Collected data:
......

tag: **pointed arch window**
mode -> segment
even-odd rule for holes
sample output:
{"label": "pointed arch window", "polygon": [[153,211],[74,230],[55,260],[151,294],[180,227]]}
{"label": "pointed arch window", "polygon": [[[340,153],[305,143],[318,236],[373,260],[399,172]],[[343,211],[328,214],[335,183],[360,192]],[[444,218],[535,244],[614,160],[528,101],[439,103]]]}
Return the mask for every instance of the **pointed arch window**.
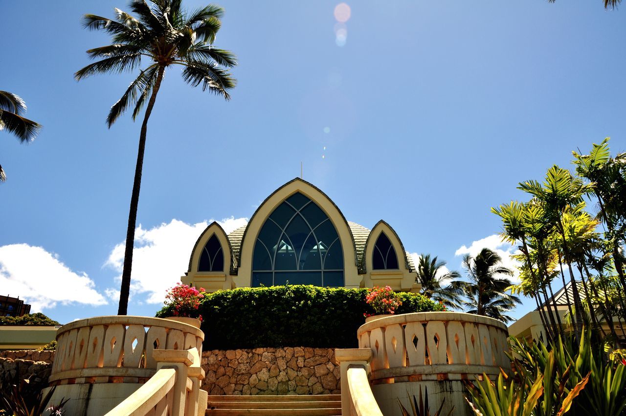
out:
{"label": "pointed arch window", "polygon": [[198,271],[223,271],[224,252],[215,234],[211,236],[202,249]]}
{"label": "pointed arch window", "polygon": [[300,192],[285,200],[261,227],[252,257],[252,286],[344,286],[337,230],[317,204]]}
{"label": "pointed arch window", "polygon": [[373,256],[374,270],[399,268],[396,250],[384,232],[381,233],[376,240],[376,244],[374,245]]}

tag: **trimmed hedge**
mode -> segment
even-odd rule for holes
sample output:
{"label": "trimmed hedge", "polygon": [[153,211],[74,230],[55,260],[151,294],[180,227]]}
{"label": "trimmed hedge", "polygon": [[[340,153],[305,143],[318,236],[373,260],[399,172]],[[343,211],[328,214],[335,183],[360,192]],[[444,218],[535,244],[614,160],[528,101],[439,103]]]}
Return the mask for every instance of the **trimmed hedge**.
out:
{"label": "trimmed hedge", "polygon": [[58,322],[50,319],[41,312],[26,314],[23,316],[0,316],[0,326],[33,325],[49,326],[59,325]]}
{"label": "trimmed hedge", "polygon": [[[205,294],[203,349],[236,350],[300,346],[356,348],[356,331],[374,313],[366,303],[367,289],[287,285],[241,288]],[[399,293],[396,313],[440,311],[421,294]],[[156,313],[172,314],[168,306]]]}

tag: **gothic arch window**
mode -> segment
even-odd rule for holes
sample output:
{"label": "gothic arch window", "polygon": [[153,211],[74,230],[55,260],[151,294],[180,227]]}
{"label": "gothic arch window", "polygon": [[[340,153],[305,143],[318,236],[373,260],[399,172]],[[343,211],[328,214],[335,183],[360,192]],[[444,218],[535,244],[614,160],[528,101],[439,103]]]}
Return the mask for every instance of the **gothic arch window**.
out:
{"label": "gothic arch window", "polygon": [[296,192],[272,212],[254,245],[252,286],[344,286],[344,255],[324,211]]}
{"label": "gothic arch window", "polygon": [[202,249],[198,271],[223,271],[224,252],[215,234],[211,236]]}
{"label": "gothic arch window", "polygon": [[376,244],[374,245],[372,256],[374,270],[399,268],[396,250],[384,232],[381,232],[378,236]]}

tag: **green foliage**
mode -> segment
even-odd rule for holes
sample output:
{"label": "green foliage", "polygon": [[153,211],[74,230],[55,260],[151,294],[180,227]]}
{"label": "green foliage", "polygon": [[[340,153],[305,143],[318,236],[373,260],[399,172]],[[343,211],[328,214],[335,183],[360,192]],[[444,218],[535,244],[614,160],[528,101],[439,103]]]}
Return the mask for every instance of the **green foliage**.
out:
{"label": "green foliage", "polygon": [[[207,293],[197,312],[202,315],[203,348],[228,350],[307,346],[354,348],[364,314],[367,289],[287,285],[240,288]],[[396,313],[441,310],[424,296],[400,293]],[[172,316],[165,306],[156,316]]]}
{"label": "green foliage", "polygon": [[[409,413],[409,411],[406,410],[402,404],[402,402],[400,399],[398,399],[398,405],[400,407],[400,411],[402,412],[402,416],[430,416],[430,406],[428,404],[428,388],[426,387],[424,387],[424,396],[422,398],[422,388],[419,388],[419,400],[418,402],[418,398],[413,396],[413,401],[409,400],[409,403],[411,405],[411,413]],[[441,404],[439,405],[439,408],[436,412],[433,415],[433,416],[444,416],[444,413],[441,412],[441,410],[443,408],[444,405],[446,404],[446,398],[444,397],[443,400],[441,400]],[[446,416],[450,416],[453,414],[454,411],[454,407],[453,406],[450,411],[446,413]]]}
{"label": "green foliage", "polygon": [[59,325],[41,312],[26,314],[23,316],[0,316],[0,326],[33,325],[36,326],[49,326]]}
{"label": "green foliage", "polygon": [[50,342],[48,343],[45,345],[42,345],[39,348],[37,348],[38,351],[56,351],[56,340],[53,340]]}
{"label": "green foliage", "polygon": [[[11,378],[8,377],[0,380],[0,416],[39,416],[47,410],[46,406],[54,393],[56,387],[53,387],[44,397],[41,383],[31,382],[29,378],[19,380],[18,374]],[[55,406],[63,414],[63,407],[69,399],[61,399],[60,404]]]}
{"label": "green foliage", "polygon": [[515,377],[467,384],[475,413],[623,416],[626,367],[606,359],[591,331],[583,329],[580,340],[559,338],[546,347],[511,338]]}

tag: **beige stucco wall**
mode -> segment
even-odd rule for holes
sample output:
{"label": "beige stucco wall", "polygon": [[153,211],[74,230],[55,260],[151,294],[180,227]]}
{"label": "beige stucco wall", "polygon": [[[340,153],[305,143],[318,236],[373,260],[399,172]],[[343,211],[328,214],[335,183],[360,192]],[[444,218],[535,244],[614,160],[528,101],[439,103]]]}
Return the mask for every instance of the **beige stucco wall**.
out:
{"label": "beige stucco wall", "polygon": [[33,350],[56,336],[56,326],[0,326],[0,350]]}
{"label": "beige stucco wall", "polygon": [[[389,286],[394,290],[417,292],[419,286],[415,283],[417,274],[407,267],[406,253],[396,232],[387,223],[380,221],[370,233],[366,248],[366,273],[359,274],[359,264],[354,237],[343,214],[332,201],[320,190],[300,179],[292,180],[279,188],[266,199],[252,216],[242,241],[240,261],[237,274],[230,274],[232,262],[230,246],[222,227],[210,224],[198,239],[192,254],[189,271],[181,277],[183,283],[204,288],[207,291],[249,287],[252,281],[252,253],[261,227],[274,209],[291,195],[299,192],[314,201],[328,216],[337,230],[343,250],[344,286],[349,288],[372,288]],[[393,244],[398,256],[399,268],[394,270],[372,270],[372,254],[376,239],[384,232]],[[198,264],[207,242],[215,234],[222,244],[224,253],[223,272],[198,272]]]}

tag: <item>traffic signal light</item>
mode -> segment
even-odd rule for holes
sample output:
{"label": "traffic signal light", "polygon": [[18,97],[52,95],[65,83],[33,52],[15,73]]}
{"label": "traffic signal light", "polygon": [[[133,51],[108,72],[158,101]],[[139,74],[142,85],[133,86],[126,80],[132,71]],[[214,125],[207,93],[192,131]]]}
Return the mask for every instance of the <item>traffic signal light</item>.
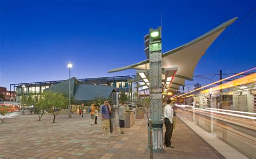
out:
{"label": "traffic signal light", "polygon": [[161,27],[159,27],[157,29],[150,29],[149,33],[149,45],[150,52],[161,52],[162,49],[161,45]]}

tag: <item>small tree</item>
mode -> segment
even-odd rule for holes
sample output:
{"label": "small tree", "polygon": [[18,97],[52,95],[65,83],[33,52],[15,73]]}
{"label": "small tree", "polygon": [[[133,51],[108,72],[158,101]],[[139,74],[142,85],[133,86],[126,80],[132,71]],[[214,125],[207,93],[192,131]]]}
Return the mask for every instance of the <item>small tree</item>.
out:
{"label": "small tree", "polygon": [[35,113],[38,116],[39,121],[41,120],[48,106],[47,103],[44,102],[44,93],[40,93],[39,97],[36,96],[36,101],[37,102],[35,104]]}
{"label": "small tree", "polygon": [[96,106],[100,106],[102,104],[104,103],[104,101],[107,100],[107,99],[104,97],[96,96],[94,97],[92,103],[95,102]]}
{"label": "small tree", "polygon": [[122,91],[119,93],[120,97],[119,97],[119,100],[120,102],[125,102],[127,100],[128,100],[129,98],[125,94],[125,92],[124,91]]}
{"label": "small tree", "polygon": [[150,106],[150,99],[149,97],[144,97],[141,100],[140,100],[140,104],[142,106],[145,113],[146,114],[147,118],[147,124],[149,128],[150,134],[150,158],[153,158],[153,129],[152,128],[152,121],[150,120],[150,117],[153,112],[151,110]]}
{"label": "small tree", "polygon": [[4,122],[4,121],[5,121],[7,117],[11,113],[11,112],[9,112],[10,110],[10,108],[8,106],[3,106],[2,108],[0,108],[0,115],[1,115],[1,120],[2,122]]}
{"label": "small tree", "polygon": [[42,96],[42,104],[43,105],[49,106],[49,112],[53,115],[53,123],[55,122],[55,118],[59,114],[60,110],[64,109],[68,104],[69,100],[63,94],[56,92],[45,92]]}
{"label": "small tree", "polygon": [[4,94],[3,93],[0,93],[0,101],[4,102],[5,100],[5,97],[4,97]]}

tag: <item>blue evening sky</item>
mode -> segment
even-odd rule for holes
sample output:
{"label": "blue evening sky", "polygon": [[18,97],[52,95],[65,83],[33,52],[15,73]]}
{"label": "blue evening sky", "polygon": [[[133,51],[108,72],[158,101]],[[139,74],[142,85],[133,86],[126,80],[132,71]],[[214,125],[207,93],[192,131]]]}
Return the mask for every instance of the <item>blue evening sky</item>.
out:
{"label": "blue evening sky", "polygon": [[[165,52],[235,17],[207,54],[255,1],[0,0],[0,86],[22,82],[130,75],[107,71],[145,59],[144,36],[160,25]],[[242,26],[256,14],[256,9]],[[256,63],[256,17],[197,68],[194,75],[238,73]],[[234,32],[232,32],[233,34]],[[214,78],[217,80],[217,78]],[[210,81],[195,78],[202,84]]]}

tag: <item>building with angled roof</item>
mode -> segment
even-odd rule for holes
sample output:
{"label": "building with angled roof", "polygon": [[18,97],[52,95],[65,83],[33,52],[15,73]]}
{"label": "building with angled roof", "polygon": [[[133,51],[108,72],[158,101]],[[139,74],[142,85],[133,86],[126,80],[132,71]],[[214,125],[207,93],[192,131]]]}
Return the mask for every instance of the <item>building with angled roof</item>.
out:
{"label": "building with angled roof", "polygon": [[[72,79],[73,78],[73,79]],[[72,80],[73,80],[71,87],[73,89],[71,90],[71,95],[73,95],[74,97],[76,97],[78,101],[87,100],[89,100],[88,99],[92,98],[91,96],[102,95],[100,94],[101,92],[105,91],[104,89],[103,89],[104,88],[102,87],[103,86],[112,86],[114,90],[114,91],[116,92],[125,92],[126,94],[130,94],[131,92],[131,84],[126,83],[132,78],[130,76],[80,79],[73,78],[71,78]],[[66,80],[59,80],[11,84],[10,90],[15,91],[16,98],[14,98],[13,100],[17,102],[21,101],[23,96],[26,96],[31,93],[43,92],[45,90],[50,88],[53,91],[62,92],[65,95],[68,95],[69,82],[68,81],[68,86],[66,86],[65,81]],[[58,85],[57,87],[53,86],[56,85]],[[68,86],[68,90],[64,89],[66,86]],[[87,91],[84,91],[85,89]],[[96,91],[97,92],[96,92]],[[84,96],[81,95],[82,92]]]}
{"label": "building with angled roof", "polygon": [[[70,79],[71,97],[77,104],[86,103],[98,97],[109,98],[113,91],[112,86],[97,85],[84,84],[76,77]],[[69,79],[45,89],[44,92],[62,93],[69,96]]]}

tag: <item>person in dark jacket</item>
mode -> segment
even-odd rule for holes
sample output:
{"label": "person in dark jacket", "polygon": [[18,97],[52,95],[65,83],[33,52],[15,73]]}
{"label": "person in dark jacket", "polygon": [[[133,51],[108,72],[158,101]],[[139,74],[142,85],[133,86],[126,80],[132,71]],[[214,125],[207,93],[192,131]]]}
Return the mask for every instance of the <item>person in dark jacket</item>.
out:
{"label": "person in dark jacket", "polygon": [[114,128],[114,121],[116,118],[116,110],[114,110],[113,105],[109,103],[109,112],[110,117],[110,133],[113,133],[113,129]]}

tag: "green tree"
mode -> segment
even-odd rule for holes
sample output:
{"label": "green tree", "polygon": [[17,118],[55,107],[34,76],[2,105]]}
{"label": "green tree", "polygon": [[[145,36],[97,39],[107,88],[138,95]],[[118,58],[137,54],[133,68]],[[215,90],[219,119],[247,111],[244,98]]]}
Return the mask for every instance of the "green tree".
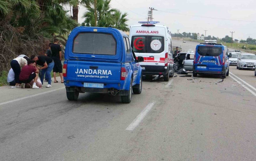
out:
{"label": "green tree", "polygon": [[129,31],[129,29],[127,24],[128,19],[126,18],[128,15],[126,12],[122,14],[120,10],[117,10],[114,15],[115,18],[114,27],[124,31]]}
{"label": "green tree", "polygon": [[[112,26],[115,19],[114,15],[117,11],[110,6],[111,0],[98,0],[96,5],[97,26],[107,27]],[[86,26],[95,26],[94,2],[86,7],[87,11],[82,17],[85,18],[84,22]]]}

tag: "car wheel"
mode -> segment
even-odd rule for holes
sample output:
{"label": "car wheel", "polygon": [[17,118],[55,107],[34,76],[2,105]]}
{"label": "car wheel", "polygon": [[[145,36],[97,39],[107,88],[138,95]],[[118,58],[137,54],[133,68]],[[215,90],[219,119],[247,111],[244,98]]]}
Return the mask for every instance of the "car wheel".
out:
{"label": "car wheel", "polygon": [[134,94],[140,94],[142,91],[142,76],[140,78],[140,84],[134,86],[132,87],[132,91]]}
{"label": "car wheel", "polygon": [[173,77],[173,76],[174,75],[174,69],[173,69],[173,70],[172,70],[172,74],[170,76],[170,77]]}
{"label": "car wheel", "polygon": [[226,76],[228,76],[228,75],[229,74],[229,68],[228,68],[228,70],[227,71],[227,72],[226,73]]}
{"label": "car wheel", "polygon": [[122,96],[121,99],[122,102],[125,103],[129,103],[131,101],[131,91],[132,89],[132,79],[131,79],[130,88],[129,88],[129,94],[127,96]]}
{"label": "car wheel", "polygon": [[70,101],[77,101],[79,96],[79,92],[75,90],[74,92],[66,92],[67,98]]}
{"label": "car wheel", "polygon": [[170,71],[168,70],[168,73],[165,75],[163,76],[163,81],[165,82],[168,82],[169,81],[169,75],[170,75]]}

......

TASK INSTRUCTIONS >>
Locate each line in the data above that contains the word "traffic", and copy all of those lines.

TASK RESULT >>
tag: <item>traffic signal light</item>
{"label": "traffic signal light", "polygon": [[18,97],[52,95],[65,83],[33,52],[15,73]]}
{"label": "traffic signal light", "polygon": [[[133,51],[108,72],[158,101]],[[139,74],[142,85],[133,86],[126,80],[132,71]],[[214,125],[207,93],[192,131]]]}
Return the mask for every instance of the <item>traffic signal light</item>.
{"label": "traffic signal light", "polygon": [[161,27],[159,27],[157,29],[150,29],[149,33],[149,45],[150,52],[161,52],[162,49],[161,45]]}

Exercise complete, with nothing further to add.